• _Point annotation items_
------------------------------------------------
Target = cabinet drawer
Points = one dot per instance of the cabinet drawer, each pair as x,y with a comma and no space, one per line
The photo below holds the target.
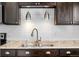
7,53
48,52
69,52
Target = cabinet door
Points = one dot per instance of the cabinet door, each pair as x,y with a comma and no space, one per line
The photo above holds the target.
69,52
76,13
0,52
11,13
64,13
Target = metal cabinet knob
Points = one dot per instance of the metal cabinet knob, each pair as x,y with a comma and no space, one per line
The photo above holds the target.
27,52
68,52
7,52
48,52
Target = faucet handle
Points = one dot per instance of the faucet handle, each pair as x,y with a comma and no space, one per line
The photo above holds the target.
40,39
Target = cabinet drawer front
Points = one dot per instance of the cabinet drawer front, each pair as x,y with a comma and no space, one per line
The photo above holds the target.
48,52
69,52
8,53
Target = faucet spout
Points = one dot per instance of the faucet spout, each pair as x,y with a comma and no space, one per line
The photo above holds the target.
37,40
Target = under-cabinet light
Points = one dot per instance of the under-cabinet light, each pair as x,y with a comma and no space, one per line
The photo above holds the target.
28,16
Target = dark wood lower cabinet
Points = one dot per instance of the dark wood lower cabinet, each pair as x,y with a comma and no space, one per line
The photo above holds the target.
39,52
8,53
69,52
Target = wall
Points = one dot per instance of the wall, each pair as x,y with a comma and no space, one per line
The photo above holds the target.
46,29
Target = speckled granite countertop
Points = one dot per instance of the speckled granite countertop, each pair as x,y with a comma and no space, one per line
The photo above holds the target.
56,44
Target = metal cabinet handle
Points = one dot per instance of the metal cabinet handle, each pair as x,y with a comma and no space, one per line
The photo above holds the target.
37,3
68,52
7,52
48,52
27,52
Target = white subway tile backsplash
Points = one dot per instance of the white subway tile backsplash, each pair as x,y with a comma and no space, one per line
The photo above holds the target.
------------------------------------------------
• _Problem requirements_
Reproduce all of the items above with "one dot per instance" swapped for "a single dot for each instance" wherever it occurs, changing nothing else. Leave the pictures out of your answer.

• _Response to this exercise_
Target = cabinet drawer
Points = a single dot for each instance of the cabinet drawer, each pair as x,y with a comma and no space, one per line
The photo below holds the target.
7,53
48,52
69,52
Target = cabinet door
Points = a single dot for each instance of the cabinet door, each pair as x,y with a comma and no space, one per line
The photo above holds the target.
69,52
76,13
0,52
11,13
64,13
Target = metal cabinet knob
Points = a single dot for each instance of the metal cabinet knob, each pair as x,y with a comma and no space, one per line
The photo above holds the target.
27,52
68,52
7,52
48,52
Target = faucet handle
Points = a single dot for each instance of the faucet handle, each pair as x,y with a comma and no space, one per line
The photo above holds the target.
40,39
Target = cabinet drawer front
Points = a single dot for each instance of the cabinet drawer front, each pair as x,y with a comma and no space, one per line
The photo above holds the target.
48,52
69,52
8,53
Target = faucet spout
Points = a single dot for each instance of the faucet spout, each pair as x,y with a comma and no space, one per line
The photo above holds the target.
37,40
Target = under-cabinet light
Points = a single dot for each instance of the under-cabinet light, each pair as x,y with a comma and no space, one per line
The photo above holds the target.
28,16
Target = dark wood lower cabinet
Points = a single dot for each instance of the dark wood lower cabinet, each pair as x,y with a comma and no space, one per line
The photo above holds the target.
39,52
8,53
69,52
Target = wall
Points = a single dot for each instance of the wall, each pair as x,y with a comma and no space, one per line
The photo above holds the target.
46,29
Target = speckled granite countertop
Points = a single dot for each instance of the speckled granite countertop, each pair as x,y with a comma and no space, one per line
The photo above holds the target.
56,44
Target = metal cabinet handle
Points = a single dot for each instance of the metal cabinet handle, each pair as x,y with a comma and no space, one per line
The photo above holds the target.
37,3
68,52
7,52
48,52
27,52
Target = white subway tile backsplash
Points = a single dot for each instance of the white subway tile backsplash, each pair as x,y with a comma and no space, one per line
The photo above holds the target.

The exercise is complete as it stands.